### Source extract

--------------------------------------------------

Sunday 23 March 2014

William Kent exhibition at the V&A

The Gallery, Chiswick House, William Henry Hunt, 1828, watercolour. © Devonshire Collection, Chatsworth. Reproduced by permission of the Chatsworth Settlement Trustees
Picture: V&A, (C) Chatsworth Settlement Trustees
William Kent: Designing Georgian Britain Victoria and Albert Museum to July 13

William Kent was the go-to architect and designer in early Georgian England. He was fortunate to be working at a time when a lot of grand country houses were being built; Robert Adam had to content himself with renovations and interior decoration, whereas Kent was given a relatively free hand by wealthy and enlightened patrons. We are fortunate that several of the best houses he worked on have survived more-or-less intact, including Holkham Hall, which is a grand mansion in Norfolk, and Chiswick House, which is an exquisite villa in a London suburb. Kent was influenced by Italy, and especially by Palladio, but his style is quite distinctive and unlike Palladio he designed the furniture and interiors as well as the buildings.

There are some fine things in this show. I enjoyed seeing the originals of some of the famous interior drawings, including Houghton Hall with the original picture hang and the nineteenth century watercolours of Chiswick (above). There's some great furniture too. I love the owl motif on the desk and mirror from Chiswick. But the exhibition is overall a failure. Partly that's because it's hard to curate an exhibition about architecture, and partly it's because the curation is just bad. 

Handel is played in the background, the ultimate cliché of Georgian England. It might be merely thoughtless and unimaginative, but I suspect it's trying to engage an audience with something familiar. That's even worse, because it shies away from anything challenging in favour of a tedious Merchant Ivory country house ethos. I hate music in exhibitions because it imposes a mood, forcing us to experience it exactly as the curatorial apparatchiks want to make us experience it. It imposes emotion and closes down meaning.

Cheap looking backdrops hang behind the exhibits, and looped films of country house interiors play alongside original works of art. Lest you're tempted to dally, some of the more intricate drawings are hung behind four foot deep stands. The wall text is minimalist and you have to snake along a narrow corridor, making it difficult to linger or to go back for a second look. It's more like watching television rather than reading a book. A book might make an argument, but you can choose how you engage with it, reading at your own pace and pausing to consider. A documentary imposes a pace. It is totalising; sound and vision are used to tell a story, which we must passively consume.

--------------------------------------------------

### Data excerpts
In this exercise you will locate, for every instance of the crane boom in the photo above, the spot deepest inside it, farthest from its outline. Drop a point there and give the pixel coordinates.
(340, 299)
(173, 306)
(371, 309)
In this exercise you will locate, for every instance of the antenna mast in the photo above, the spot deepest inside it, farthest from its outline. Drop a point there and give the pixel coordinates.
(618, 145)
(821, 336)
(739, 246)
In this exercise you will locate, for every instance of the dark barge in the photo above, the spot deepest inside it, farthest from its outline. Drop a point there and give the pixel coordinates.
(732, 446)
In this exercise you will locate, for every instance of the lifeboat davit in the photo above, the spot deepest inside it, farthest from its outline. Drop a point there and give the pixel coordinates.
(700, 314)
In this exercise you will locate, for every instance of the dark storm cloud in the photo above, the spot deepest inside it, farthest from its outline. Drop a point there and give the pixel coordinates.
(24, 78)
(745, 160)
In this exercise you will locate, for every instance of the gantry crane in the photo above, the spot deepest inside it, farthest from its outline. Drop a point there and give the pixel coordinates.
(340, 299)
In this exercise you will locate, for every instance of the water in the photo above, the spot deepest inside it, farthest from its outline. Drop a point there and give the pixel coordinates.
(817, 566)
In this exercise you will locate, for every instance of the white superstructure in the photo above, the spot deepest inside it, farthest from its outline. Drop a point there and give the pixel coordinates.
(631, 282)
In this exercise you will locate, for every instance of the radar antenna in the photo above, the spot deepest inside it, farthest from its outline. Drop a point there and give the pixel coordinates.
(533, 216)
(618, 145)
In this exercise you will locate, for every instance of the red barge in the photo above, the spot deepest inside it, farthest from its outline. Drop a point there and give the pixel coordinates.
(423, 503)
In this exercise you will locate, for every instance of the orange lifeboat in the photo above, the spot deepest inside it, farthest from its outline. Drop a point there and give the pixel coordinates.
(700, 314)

--------------------------------------------------

Reproduce word for word the passage of the William Kent exhibition review that opens with the words containing "William Kent was" and closes with "as the buildings.".

### Output below
William Kent was the go-to architect and designer in early Georgian England. He was fortunate to be working at a time when a lot of grand country houses were being built; Robert Adam had to content himself with renovations and interior decoration, whereas Kent was given a relatively free hand by wealthy and enlightened patrons. We are fortunate that several of the best houses he worked on have survived more-or-less intact, including Holkham Hall, which is a grand mansion in Norfolk, and Chiswick House, which is an exquisite villa in a London suburb. Kent was influenced by Italy, and especially by Palladio, but his style is quite distinctive and unlike Palladio he designed the furniture and interiors as well as the buildings.